• [Written problem]:
Repeat the material below word for word and leave out all pictures.

• [Raw data]:
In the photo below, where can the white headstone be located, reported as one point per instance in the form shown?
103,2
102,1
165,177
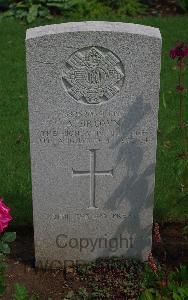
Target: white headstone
93,105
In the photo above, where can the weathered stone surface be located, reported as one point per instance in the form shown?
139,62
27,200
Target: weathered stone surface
93,104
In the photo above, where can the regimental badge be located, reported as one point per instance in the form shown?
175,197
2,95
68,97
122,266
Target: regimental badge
93,75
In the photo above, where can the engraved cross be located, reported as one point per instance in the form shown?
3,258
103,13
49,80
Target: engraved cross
92,173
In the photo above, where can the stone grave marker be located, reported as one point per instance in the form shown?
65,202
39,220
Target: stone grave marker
93,108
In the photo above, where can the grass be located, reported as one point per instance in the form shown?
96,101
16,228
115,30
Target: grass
15,179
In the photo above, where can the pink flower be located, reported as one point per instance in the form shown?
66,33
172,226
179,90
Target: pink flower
157,236
5,216
180,51
152,263
180,89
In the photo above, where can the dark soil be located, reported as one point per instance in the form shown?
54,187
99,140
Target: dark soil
57,283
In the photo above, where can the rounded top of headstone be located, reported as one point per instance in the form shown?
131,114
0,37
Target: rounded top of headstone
102,26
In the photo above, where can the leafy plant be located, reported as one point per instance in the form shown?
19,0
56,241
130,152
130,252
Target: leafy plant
21,293
5,239
183,4
29,10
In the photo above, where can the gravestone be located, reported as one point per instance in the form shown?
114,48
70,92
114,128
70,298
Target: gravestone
93,108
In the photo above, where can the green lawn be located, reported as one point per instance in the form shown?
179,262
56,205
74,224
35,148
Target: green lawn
15,179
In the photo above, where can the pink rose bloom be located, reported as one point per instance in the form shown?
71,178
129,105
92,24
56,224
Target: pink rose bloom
5,216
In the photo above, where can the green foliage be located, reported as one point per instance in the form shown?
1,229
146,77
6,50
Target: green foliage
30,10
174,288
183,4
82,293
21,293
5,238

• [Result of the exercise]:
In the photo below, where can the white headstone be located, reported as one point per instance in the form shown?
103,2
102,1
165,177
Target: white headstone
93,105
In the photo above, where can the weathered stone surface be located, reported as one point per instance in the form shown?
139,62
27,200
Target: weathered stone surface
93,104
In the photo above, where can the regimental badge be located, reported as one point per instance in the form shown?
175,197
2,95
68,97
122,266
Target: regimental badge
93,75
In the photo above, where can the engraved cross be located, reported as one point per instance in the form shown?
3,258
103,13
49,80
Target: engraved cross
92,173
In the photo above, where can the stone grave marker be located, reported as one point per instance in the form shown?
65,202
39,220
Target: stone grave marker
93,108
In the photo above, where can the grass be located, reported as one point per instance in the form shown?
96,101
16,228
115,30
Target: grass
15,179
In the photo above, where can the pink flower be located, reported as one point per instance in the form shown?
66,33
172,226
179,90
Target: pink flower
157,236
5,216
180,51
152,263
180,89
In the photo above, where can the dark soil be located, reported as one point per instance in the form shown?
54,187
99,140
Target: dark soil
57,283
In the photo above, where can the rounded top of headstone be located, reported as one point per instance in the form shown?
131,114
0,37
Target: rounded top of headstone
102,26
In the photo above, where can the leafy plant be located, reported as one point per instance in the form shown?
19,0
56,241
130,152
130,252
Target: leafy plant
21,293
5,239
183,4
29,10
In the photo above, where can the gravestone be located, reported as one point per instance in the form shown?
114,48
70,92
114,128
70,298
Target: gravestone
93,108
In the photo above, where can the green lawn be located, reported as one point per instance in the form shown?
179,262
56,205
74,224
35,148
Target: green lawn
15,179
In the photo above, where can the pink rose bloom be located, reported as one point per instance in the form shown?
71,178
129,105
92,24
56,224
Target: pink rose bloom
5,216
In the photo above, where can the green foliage be located, reported as one point per instance in the form shown?
1,229
146,77
6,50
Target: green foliage
30,10
174,288
183,4
82,293
21,293
5,238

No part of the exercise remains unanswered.